***** Gösterilen bilgiler

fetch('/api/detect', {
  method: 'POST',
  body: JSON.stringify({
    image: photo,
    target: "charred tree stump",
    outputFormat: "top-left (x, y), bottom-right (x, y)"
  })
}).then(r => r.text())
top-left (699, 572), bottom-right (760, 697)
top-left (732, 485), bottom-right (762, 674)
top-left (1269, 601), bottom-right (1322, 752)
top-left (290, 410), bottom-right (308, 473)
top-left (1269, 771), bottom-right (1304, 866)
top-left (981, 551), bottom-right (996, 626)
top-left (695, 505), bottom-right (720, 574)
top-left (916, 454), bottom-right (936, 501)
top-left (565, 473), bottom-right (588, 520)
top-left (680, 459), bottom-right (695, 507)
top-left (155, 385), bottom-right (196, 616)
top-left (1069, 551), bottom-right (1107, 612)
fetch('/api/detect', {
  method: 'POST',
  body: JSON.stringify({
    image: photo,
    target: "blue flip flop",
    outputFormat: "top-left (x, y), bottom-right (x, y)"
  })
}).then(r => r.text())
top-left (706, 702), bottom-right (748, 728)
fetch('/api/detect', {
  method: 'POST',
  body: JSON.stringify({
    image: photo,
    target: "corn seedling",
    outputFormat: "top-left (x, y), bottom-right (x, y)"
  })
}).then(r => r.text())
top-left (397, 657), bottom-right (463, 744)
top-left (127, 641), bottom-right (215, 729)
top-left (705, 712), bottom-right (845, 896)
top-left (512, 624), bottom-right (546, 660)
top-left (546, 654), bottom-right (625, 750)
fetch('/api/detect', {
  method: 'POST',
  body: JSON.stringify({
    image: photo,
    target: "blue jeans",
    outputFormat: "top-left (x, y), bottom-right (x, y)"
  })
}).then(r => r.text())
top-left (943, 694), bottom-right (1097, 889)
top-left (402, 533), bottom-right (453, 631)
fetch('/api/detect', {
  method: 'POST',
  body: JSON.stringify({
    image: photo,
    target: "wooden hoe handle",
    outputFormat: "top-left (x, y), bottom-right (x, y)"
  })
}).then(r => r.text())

**********

__Yazılı problem__. Yukarıdaki listenin tamamını, "/api/detect" ifadesinin geçtiği her yere "/api/locate" koyarak ve geri kalan hiçbir şeye dokunmadan yeniden yazın.

__Problemin çözümü__.
fetch('/api/locate', {
  method: 'POST',
  body: JSON.stringify({
    image: photo,
    target: "charred tree stump",
    outputFormat: "top-left (x, y), bottom-right (x, y)"
  })
}).then(r => r.text())
top-left (699, 572), bottom-right (760, 697)
top-left (732, 485), bottom-right (762, 674)
top-left (1269, 601), bottom-right (1322, 752)
top-left (290, 410), bottom-right (308, 473)
top-left (1269, 771), bottom-right (1304, 866)
top-left (981, 551), bottom-right (996, 626)
top-left (695, 505), bottom-right (720, 574)
top-left (916, 454), bottom-right (936, 501)
top-left (565, 473), bottom-right (588, 520)
top-left (680, 459), bottom-right (695, 507)
top-left (155, 385), bottom-right (196, 616)
top-left (1069, 551), bottom-right (1107, 612)
fetch('/api/locate', {
  method: 'POST',
  body: JSON.stringify({
    image: photo,
    target: "blue flip flop",
    outputFormat: "top-left (x, y), bottom-right (x, y)"
  })
}).then(r => r.text())
top-left (706, 702), bottom-right (748, 728)
fetch('/api/locate', {
  method: 'POST',
  body: JSON.stringify({
    image: photo,
    target: "corn seedling",
    outputFormat: "top-left (x, y), bottom-right (x, y)"
  })
}).then(r => r.text())
top-left (397, 657), bottom-right (463, 744)
top-left (127, 641), bottom-right (215, 729)
top-left (705, 712), bottom-right (845, 896)
top-left (512, 624), bottom-right (546, 660)
top-left (546, 654), bottom-right (625, 750)
fetch('/api/locate', {
  method: 'POST',
  body: JSON.stringify({
    image: photo,
    target: "blue jeans",
    outputFormat: "top-left (x, y), bottom-right (x, y)"
  })
}).then(r => r.text())
top-left (943, 694), bottom-right (1097, 889)
top-left (402, 533), bottom-right (453, 631)
fetch('/api/locate', {
  method: 'POST',
  body: JSON.stringify({
    image: photo,
    target: "wooden hoe handle",
    outputFormat: "top-left (x, y), bottom-right (x, y)"
  })
}).then(r => r.text())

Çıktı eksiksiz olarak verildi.